> **STORED ROWS**:

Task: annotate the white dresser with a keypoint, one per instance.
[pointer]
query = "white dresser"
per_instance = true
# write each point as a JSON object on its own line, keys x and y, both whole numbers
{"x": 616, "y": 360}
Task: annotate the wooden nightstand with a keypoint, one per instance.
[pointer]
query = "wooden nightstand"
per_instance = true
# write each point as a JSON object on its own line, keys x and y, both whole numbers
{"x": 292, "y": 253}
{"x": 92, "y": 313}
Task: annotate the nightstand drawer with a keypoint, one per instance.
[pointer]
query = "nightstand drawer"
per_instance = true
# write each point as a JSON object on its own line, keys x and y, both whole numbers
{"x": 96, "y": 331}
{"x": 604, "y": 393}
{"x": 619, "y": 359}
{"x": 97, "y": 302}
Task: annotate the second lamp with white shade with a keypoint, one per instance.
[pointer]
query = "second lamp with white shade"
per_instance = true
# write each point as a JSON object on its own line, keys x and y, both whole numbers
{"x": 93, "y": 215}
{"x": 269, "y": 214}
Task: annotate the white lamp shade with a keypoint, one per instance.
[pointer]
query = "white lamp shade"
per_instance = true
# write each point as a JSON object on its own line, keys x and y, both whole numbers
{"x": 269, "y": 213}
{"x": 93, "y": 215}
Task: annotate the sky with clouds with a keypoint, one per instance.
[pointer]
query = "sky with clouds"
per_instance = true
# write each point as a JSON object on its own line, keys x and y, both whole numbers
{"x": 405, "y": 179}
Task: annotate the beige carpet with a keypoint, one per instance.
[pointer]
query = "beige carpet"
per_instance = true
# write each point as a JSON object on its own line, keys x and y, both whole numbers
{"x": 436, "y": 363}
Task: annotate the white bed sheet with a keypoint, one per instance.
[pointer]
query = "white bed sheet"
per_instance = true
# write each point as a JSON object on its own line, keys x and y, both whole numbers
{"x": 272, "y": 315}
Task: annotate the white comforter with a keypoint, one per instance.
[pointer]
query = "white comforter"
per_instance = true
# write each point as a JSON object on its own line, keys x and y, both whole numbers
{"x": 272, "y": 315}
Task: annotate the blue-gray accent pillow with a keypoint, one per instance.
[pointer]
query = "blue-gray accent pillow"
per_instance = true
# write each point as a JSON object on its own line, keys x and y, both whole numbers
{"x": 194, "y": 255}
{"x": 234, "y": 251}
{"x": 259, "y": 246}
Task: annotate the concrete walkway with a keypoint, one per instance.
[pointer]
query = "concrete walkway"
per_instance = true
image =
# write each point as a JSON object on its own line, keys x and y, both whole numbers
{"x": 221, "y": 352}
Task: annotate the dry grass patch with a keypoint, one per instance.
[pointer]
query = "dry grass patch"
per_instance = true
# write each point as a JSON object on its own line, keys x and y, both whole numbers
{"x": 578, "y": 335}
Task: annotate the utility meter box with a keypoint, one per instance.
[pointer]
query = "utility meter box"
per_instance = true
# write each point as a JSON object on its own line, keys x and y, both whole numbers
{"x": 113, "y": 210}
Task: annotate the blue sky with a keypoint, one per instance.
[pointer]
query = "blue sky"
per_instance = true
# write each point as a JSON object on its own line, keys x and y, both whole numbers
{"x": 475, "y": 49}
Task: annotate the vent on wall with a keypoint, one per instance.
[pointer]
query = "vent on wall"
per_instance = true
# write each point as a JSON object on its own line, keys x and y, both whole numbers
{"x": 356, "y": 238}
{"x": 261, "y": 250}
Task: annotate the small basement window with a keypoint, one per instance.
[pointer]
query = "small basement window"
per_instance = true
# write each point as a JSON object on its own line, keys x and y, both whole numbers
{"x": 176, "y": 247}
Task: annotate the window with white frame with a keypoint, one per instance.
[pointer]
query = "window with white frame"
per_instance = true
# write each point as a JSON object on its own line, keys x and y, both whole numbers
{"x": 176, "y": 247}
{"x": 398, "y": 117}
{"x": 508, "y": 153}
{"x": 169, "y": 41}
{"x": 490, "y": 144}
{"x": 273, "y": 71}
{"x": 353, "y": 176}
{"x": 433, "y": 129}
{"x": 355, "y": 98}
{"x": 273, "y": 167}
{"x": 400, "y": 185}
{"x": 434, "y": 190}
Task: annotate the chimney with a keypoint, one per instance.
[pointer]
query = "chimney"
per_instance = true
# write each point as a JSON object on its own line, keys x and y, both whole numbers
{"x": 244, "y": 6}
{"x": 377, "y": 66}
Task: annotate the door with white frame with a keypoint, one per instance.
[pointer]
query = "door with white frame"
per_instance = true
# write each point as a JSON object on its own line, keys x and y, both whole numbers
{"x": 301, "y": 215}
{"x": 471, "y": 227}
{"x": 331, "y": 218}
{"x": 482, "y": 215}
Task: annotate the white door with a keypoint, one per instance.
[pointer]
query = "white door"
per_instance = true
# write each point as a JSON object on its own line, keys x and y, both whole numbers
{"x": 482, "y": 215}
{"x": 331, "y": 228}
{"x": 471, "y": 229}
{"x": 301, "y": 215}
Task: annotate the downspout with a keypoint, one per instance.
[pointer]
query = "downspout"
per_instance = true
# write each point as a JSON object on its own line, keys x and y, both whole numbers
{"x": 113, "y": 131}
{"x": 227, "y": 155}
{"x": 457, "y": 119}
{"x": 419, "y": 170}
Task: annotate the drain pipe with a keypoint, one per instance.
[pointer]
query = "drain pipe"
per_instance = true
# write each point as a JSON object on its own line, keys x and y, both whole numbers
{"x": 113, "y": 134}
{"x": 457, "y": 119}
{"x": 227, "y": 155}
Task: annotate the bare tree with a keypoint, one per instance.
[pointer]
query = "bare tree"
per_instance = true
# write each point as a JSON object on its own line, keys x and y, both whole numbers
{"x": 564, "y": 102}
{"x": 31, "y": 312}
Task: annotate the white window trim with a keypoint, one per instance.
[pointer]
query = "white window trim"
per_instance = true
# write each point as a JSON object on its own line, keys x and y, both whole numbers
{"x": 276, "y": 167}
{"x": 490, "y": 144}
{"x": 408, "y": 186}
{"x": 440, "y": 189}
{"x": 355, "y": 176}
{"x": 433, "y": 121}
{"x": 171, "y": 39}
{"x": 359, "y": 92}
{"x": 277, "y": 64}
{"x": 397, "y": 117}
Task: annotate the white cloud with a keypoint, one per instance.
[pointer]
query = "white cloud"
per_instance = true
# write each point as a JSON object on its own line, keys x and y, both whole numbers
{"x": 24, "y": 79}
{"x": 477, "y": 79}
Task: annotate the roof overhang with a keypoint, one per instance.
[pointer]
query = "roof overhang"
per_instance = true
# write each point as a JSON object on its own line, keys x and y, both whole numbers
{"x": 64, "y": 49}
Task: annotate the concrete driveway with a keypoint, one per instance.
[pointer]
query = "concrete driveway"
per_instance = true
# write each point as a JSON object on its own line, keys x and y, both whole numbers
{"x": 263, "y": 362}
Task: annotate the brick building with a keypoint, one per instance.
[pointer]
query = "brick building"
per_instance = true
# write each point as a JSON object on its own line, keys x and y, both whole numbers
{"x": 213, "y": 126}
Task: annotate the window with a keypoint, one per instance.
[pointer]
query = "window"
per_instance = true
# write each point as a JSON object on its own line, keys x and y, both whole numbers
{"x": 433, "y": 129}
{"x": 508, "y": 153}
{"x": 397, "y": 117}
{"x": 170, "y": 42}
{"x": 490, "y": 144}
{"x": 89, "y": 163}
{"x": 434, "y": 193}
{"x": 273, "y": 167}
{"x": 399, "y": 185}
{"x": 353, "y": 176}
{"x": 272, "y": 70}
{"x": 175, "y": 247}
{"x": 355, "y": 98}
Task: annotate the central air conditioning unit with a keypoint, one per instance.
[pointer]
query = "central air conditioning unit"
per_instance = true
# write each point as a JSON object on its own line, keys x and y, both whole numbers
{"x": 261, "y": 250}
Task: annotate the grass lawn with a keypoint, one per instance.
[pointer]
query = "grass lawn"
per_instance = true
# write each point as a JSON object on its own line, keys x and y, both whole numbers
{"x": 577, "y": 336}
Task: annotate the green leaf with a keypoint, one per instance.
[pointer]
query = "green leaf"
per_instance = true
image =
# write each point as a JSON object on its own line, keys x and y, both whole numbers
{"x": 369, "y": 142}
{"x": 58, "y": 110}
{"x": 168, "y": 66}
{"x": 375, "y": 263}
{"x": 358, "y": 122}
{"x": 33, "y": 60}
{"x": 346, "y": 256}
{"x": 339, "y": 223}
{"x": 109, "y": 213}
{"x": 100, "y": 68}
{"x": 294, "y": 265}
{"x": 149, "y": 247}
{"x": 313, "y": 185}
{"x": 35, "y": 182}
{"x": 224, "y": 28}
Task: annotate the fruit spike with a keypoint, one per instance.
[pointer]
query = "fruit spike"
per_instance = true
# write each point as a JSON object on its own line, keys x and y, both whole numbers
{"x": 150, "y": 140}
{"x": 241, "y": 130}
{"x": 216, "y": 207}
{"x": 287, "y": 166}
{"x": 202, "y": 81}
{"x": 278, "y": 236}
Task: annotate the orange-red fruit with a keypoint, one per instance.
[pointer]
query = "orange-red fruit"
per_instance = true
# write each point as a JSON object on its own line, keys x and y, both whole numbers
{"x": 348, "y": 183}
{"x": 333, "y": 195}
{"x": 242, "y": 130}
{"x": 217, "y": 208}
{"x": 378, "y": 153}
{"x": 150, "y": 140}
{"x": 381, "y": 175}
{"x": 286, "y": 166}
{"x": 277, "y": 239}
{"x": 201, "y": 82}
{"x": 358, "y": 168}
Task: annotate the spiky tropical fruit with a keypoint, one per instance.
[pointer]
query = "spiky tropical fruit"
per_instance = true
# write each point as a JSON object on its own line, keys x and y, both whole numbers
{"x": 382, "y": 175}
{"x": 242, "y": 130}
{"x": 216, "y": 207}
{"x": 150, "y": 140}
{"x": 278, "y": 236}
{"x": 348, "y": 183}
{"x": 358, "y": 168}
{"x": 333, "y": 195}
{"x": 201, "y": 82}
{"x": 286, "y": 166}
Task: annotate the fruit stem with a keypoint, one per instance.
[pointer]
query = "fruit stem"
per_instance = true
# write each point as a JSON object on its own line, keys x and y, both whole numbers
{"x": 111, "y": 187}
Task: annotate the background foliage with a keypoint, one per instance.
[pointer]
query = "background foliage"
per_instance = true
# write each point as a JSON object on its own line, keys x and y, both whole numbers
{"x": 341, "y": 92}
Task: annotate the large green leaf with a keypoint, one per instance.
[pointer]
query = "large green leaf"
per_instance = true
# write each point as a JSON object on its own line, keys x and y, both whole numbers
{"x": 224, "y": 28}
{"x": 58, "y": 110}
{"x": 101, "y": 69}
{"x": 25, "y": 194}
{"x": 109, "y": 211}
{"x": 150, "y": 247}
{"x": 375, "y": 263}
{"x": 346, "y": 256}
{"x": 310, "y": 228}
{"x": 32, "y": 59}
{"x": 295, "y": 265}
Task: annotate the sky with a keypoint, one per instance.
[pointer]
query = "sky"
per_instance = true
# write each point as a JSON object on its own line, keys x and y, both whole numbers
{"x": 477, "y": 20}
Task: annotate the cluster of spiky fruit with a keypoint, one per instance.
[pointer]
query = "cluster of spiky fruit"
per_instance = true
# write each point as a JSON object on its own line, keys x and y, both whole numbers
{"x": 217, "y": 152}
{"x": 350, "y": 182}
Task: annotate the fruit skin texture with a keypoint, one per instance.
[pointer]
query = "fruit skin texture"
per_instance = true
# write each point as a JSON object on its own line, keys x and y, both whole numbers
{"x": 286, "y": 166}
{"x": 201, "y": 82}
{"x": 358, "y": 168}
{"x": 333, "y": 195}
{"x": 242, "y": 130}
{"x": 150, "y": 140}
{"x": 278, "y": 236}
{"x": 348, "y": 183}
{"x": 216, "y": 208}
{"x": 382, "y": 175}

> **WRITTEN REQUEST**:
Nothing but the lines from the one with "Task: annotate the sky with a" through the last line should be repeated, each exactly as it stands.

> **ANSWER BELOW**:
Task: annotate the sky with a keypoint, one per instance.
[pointer]
query = "sky"
per_instance = true
# write each point as a JSON object on its own line, keys x and y, both whole numbers
{"x": 477, "y": 20}
Task: annotate the cluster of spiky fruit with a keypoint, one per instance.
[pointer]
query = "cluster of spiky fruit"
per_instance = true
# write each point as a JSON object on its own line, keys x and y, both whole numbers
{"x": 217, "y": 152}
{"x": 350, "y": 182}
Task: annotate the fruit skin texture with a keypoint, one per instance.
[pointer]
query = "fruit skin texture"
per_instance = true
# write each point as a JSON object on its own line, keys x and y, both whole numbers
{"x": 286, "y": 166}
{"x": 201, "y": 82}
{"x": 358, "y": 168}
{"x": 333, "y": 195}
{"x": 242, "y": 130}
{"x": 150, "y": 140}
{"x": 278, "y": 236}
{"x": 348, "y": 183}
{"x": 216, "y": 208}
{"x": 382, "y": 175}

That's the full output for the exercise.